> WORK INSTRUCTION: Read through the records. Copy each line that has the word "beige".

> INFORMATION GIVEN:
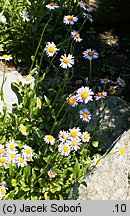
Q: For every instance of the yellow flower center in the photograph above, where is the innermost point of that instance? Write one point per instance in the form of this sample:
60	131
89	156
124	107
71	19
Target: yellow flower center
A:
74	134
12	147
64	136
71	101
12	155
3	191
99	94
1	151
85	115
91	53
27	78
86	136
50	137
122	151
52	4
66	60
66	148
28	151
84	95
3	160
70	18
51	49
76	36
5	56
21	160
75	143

* * *

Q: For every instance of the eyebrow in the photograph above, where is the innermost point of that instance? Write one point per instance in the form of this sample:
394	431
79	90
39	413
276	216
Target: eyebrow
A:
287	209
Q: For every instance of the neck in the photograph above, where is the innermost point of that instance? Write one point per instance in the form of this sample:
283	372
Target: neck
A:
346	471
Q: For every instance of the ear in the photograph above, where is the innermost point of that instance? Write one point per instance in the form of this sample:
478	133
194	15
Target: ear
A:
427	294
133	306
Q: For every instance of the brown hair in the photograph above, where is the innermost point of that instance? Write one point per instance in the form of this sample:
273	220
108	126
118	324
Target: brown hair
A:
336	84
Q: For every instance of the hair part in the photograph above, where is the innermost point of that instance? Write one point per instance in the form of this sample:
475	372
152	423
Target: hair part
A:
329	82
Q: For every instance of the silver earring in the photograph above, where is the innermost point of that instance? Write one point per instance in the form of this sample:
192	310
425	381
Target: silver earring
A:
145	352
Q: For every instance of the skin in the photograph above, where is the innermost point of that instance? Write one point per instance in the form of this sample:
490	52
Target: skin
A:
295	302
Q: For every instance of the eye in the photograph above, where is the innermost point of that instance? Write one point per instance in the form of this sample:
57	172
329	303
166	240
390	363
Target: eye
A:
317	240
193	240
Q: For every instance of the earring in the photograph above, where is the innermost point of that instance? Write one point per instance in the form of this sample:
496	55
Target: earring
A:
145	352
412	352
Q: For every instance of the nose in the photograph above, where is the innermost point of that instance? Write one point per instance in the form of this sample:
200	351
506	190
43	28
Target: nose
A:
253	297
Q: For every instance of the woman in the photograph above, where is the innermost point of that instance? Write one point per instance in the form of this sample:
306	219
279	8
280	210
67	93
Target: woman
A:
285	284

--

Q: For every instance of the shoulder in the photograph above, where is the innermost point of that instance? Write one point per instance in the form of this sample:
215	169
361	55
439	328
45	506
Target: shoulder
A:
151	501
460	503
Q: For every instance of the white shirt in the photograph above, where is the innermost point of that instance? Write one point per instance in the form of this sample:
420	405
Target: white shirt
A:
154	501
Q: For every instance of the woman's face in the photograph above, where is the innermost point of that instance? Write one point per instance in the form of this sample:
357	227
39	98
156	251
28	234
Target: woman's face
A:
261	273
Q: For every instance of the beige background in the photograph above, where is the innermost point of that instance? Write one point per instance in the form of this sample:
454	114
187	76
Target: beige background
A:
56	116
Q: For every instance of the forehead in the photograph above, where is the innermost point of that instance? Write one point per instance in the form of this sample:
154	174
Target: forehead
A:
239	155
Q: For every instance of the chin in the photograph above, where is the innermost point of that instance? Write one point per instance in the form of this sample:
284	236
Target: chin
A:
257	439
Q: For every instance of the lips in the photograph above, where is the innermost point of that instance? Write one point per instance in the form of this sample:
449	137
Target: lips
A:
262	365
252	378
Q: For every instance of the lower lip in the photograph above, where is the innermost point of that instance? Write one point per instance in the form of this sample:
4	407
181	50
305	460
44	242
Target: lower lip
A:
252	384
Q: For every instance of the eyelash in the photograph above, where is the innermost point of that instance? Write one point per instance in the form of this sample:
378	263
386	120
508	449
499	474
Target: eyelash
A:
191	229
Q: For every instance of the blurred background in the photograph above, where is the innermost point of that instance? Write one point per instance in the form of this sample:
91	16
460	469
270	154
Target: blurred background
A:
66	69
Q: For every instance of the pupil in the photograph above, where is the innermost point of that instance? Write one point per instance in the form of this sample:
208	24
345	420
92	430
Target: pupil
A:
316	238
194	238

> SOLUTION BELOW:
Q: For every instance of the beige background in the photograph above, where is the innermost point of that instance? Write one point per instance in the form of this sample:
Target: beige background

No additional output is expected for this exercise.